**READING PASSAGE**:
• • •

A bunch of doctors were limited partners in a surgery center with the general partner being – let’s say – Cut ‘Em Corporation. The partnership agreement stated that the limited partnership doctors could not own an interest in a competing facility as long as they were limited partners. Well, be that as it may, nine docs decided to form a new surgery center and bought land to accomplish this goal. Since it would take over a year to build, they figured they would stay with the partnership during that time. Cut ‘Em Corporation asked to be part of the new facility and the nine doctors said “no way.” Cut ‘Em Corporation threatened a lawsuit and the doctors filed a Declaratory Judgment asking the Court to declare the non-compete unenforceable.

The doctors won because the partnership agreement did not have a buy-out provision. The Corporation appealed arguing that the statute did not apply as the covenant did not affect the physicians’ practice of medicine.

Section 15.50(b) of the Texas Bus. & Comm. Code provides the specific language that must be used to enforce a non-compete against physicians. Section 15.50(b)(2) states: “the covenant must provide for a buy-out of the covenant by the physician at a reasonable price or, at the option of either party,….” The Appeals Court held Cut ‘Em Corporation’s non-compete violated the plain language of the statute since it did not include a buy-out provision. So, the doctors won and got paid while they built their new facility!

The moral here is, if you are a medical facility, make sure you know the rules for non-compete for physicians as they are much different than non-competes for non-medical companies.

The content of this article is intended to provide a general guide to the subject matter. Specialist advice should be sought about your specific circumstances.

• • •

(Natural-language object grounding data)
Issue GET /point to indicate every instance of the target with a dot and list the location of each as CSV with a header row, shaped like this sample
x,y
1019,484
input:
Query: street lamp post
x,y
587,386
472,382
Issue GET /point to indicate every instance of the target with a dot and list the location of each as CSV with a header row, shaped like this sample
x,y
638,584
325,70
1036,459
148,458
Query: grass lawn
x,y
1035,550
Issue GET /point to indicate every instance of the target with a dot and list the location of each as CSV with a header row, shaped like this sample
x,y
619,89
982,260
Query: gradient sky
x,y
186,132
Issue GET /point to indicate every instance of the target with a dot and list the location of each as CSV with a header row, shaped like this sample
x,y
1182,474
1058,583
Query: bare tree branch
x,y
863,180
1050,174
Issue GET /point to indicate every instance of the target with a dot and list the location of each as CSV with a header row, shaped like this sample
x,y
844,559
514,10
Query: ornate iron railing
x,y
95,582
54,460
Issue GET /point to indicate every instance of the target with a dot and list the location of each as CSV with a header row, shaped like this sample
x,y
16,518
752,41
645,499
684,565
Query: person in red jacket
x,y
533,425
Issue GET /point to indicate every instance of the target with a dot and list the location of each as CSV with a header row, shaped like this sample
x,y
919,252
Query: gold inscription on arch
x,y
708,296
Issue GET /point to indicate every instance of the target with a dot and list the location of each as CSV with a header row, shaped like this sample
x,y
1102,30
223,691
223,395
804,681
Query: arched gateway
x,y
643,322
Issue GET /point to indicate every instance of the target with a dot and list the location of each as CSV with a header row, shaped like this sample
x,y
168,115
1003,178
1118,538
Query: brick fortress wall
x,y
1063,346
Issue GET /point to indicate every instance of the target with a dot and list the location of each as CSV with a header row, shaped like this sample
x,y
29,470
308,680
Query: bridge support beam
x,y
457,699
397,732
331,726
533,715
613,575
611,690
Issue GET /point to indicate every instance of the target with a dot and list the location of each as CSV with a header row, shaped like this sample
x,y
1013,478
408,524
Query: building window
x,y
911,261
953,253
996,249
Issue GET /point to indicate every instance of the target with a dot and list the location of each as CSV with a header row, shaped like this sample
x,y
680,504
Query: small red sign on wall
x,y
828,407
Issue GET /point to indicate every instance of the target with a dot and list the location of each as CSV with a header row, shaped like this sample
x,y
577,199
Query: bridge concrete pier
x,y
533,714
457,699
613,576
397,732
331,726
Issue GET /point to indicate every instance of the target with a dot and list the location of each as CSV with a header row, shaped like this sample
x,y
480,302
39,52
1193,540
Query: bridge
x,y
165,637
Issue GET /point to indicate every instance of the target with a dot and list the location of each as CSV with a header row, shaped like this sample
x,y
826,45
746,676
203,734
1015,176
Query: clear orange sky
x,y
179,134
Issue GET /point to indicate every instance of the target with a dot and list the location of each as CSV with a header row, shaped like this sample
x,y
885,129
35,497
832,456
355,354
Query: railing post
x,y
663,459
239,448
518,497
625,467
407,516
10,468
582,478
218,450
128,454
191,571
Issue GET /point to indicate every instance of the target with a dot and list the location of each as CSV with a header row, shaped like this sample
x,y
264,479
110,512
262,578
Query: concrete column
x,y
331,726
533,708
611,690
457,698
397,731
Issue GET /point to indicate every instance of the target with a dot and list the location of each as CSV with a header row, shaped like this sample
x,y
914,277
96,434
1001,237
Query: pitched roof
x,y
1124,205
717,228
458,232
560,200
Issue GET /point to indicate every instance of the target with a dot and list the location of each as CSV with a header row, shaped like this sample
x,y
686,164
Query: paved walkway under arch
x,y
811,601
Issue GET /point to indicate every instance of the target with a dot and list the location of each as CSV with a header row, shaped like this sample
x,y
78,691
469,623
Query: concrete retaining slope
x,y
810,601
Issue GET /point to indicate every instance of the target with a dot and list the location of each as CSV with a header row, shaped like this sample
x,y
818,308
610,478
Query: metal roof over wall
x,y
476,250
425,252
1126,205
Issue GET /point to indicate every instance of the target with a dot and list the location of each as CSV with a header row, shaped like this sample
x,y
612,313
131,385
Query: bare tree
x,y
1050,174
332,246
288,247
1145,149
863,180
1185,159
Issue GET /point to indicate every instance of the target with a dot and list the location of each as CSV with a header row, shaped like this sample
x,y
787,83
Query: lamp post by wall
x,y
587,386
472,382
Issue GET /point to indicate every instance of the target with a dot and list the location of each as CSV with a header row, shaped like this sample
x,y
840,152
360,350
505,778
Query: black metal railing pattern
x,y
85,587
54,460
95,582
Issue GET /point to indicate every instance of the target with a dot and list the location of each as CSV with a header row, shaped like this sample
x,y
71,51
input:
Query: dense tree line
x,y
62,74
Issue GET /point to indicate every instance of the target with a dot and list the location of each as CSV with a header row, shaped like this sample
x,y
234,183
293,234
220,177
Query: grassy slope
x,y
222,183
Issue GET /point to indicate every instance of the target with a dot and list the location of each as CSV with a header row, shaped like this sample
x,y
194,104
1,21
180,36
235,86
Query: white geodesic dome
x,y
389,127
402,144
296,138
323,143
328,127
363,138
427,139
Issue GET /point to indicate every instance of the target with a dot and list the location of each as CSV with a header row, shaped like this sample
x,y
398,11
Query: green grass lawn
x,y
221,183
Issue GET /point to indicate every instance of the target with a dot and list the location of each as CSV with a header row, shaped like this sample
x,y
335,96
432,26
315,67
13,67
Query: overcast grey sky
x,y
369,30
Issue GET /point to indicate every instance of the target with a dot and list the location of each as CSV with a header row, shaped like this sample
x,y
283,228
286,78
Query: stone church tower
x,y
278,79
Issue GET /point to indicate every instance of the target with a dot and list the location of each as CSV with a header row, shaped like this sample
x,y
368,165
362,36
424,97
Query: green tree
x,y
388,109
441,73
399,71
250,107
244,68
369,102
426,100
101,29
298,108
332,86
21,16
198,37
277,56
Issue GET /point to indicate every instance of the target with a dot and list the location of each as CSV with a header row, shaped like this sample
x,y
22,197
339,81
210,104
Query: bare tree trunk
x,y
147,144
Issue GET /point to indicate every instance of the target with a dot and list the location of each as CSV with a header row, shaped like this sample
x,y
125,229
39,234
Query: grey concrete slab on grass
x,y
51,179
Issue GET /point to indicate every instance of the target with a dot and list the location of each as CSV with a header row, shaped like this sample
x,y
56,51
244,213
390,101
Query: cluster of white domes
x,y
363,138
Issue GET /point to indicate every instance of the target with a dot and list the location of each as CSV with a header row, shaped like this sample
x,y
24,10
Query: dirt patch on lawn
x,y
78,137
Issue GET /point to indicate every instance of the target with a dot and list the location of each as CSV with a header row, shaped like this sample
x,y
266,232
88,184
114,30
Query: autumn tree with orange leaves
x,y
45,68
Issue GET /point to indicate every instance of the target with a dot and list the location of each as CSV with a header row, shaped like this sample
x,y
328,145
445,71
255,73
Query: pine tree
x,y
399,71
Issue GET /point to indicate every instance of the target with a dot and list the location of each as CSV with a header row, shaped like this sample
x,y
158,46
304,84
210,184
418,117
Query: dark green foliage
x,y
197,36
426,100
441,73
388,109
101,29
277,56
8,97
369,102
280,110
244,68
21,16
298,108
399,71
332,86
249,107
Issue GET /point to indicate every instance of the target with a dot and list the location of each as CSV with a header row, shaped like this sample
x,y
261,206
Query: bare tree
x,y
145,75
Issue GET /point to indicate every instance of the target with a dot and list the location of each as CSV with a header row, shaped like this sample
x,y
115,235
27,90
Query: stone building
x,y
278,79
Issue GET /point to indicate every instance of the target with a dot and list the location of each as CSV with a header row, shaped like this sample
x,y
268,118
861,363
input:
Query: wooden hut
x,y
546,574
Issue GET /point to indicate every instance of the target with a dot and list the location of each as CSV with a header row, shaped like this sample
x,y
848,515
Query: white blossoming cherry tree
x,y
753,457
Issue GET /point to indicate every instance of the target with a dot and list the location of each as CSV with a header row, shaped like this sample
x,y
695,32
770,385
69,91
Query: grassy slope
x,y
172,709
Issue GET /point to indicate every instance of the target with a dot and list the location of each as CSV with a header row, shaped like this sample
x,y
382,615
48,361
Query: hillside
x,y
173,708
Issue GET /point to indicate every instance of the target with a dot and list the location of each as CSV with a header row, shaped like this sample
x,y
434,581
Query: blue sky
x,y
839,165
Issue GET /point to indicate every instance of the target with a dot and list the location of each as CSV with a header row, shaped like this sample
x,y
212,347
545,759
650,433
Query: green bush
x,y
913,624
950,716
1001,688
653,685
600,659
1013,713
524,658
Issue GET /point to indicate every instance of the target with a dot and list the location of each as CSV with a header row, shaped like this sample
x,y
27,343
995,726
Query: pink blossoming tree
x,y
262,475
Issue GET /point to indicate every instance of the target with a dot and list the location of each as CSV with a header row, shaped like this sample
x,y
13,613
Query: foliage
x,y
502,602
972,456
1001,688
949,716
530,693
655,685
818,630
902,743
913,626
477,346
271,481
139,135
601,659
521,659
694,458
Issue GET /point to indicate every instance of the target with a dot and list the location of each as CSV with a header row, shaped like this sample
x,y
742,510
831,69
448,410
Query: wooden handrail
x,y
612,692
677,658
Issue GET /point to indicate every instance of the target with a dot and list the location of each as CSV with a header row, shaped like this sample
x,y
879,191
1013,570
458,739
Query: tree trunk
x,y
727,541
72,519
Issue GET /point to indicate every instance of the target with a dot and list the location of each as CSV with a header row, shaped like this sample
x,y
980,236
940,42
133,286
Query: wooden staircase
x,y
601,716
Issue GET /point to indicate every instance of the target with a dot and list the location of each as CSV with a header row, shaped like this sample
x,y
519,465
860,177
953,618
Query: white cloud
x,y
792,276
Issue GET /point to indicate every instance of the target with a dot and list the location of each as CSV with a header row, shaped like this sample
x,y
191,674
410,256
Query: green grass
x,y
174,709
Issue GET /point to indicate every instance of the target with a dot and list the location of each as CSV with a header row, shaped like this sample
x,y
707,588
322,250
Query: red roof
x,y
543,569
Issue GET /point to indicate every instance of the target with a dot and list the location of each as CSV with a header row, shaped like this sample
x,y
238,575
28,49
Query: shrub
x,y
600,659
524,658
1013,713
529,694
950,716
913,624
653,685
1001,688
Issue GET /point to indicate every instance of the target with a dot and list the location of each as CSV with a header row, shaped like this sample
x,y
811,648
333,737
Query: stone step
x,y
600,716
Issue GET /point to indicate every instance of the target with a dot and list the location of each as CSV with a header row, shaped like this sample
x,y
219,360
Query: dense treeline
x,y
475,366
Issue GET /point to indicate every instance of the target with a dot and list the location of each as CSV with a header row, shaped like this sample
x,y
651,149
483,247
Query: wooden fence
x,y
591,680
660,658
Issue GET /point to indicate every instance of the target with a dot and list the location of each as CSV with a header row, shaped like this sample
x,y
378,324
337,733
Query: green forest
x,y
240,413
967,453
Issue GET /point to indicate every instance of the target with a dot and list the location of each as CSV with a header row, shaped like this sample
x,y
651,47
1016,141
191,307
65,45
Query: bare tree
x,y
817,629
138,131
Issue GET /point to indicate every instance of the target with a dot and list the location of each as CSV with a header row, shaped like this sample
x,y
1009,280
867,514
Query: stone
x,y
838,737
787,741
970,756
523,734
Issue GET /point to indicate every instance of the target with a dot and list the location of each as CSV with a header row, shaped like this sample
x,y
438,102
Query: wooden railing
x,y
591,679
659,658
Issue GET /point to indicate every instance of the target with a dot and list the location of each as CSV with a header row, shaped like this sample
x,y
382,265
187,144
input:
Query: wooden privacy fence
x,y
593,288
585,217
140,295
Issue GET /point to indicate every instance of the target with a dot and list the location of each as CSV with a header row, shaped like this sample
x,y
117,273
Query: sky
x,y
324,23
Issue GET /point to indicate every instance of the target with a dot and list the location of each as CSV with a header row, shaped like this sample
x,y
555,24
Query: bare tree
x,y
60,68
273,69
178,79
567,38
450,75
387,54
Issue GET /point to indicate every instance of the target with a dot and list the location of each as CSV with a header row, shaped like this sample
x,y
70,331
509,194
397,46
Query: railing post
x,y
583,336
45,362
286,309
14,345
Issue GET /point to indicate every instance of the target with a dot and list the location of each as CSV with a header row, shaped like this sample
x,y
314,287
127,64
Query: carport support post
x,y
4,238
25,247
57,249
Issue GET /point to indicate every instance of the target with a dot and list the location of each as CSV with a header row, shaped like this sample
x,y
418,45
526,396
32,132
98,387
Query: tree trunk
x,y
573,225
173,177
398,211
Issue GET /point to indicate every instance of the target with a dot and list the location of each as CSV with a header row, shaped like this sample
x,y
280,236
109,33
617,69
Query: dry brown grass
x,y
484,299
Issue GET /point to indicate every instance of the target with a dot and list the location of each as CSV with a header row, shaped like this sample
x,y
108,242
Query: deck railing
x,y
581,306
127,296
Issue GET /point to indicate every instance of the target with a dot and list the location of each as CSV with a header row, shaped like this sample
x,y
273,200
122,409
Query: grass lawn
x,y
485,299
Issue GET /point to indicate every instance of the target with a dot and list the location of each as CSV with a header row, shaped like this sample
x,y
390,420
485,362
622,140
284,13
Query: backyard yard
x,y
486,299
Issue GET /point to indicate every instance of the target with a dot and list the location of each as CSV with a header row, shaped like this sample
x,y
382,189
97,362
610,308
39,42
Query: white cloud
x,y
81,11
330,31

• • •

**TO DO**:
A. Answer these questions from the article on physician non-competes:
(i) How many doctors decided to form a new surgery center?
(ii) What did the doctors ask the Court to declare in their Declaratory Judgment?
(iii) Which section of the Texas Bus. & Comm. Code provides the specific language that must be used to enforce a non-compete against physicians?
B. List every action the article on physician non-competes says Cut ‘Em Corporation took.
The entries are separate material and have no connection to the article on physician non-competes.

**TASK-BY-TASK OUTPUTS**:
A.
(i) Nine.
(ii) That the non-compete was unenforceable.
(iii) Section 15.50(b).

B.
- Asked to be part of the new facility
- Threatened a lawsuit
- Appealed, arguing that the statute did not apply because the covenant did not affect the physicians’ practice of medicine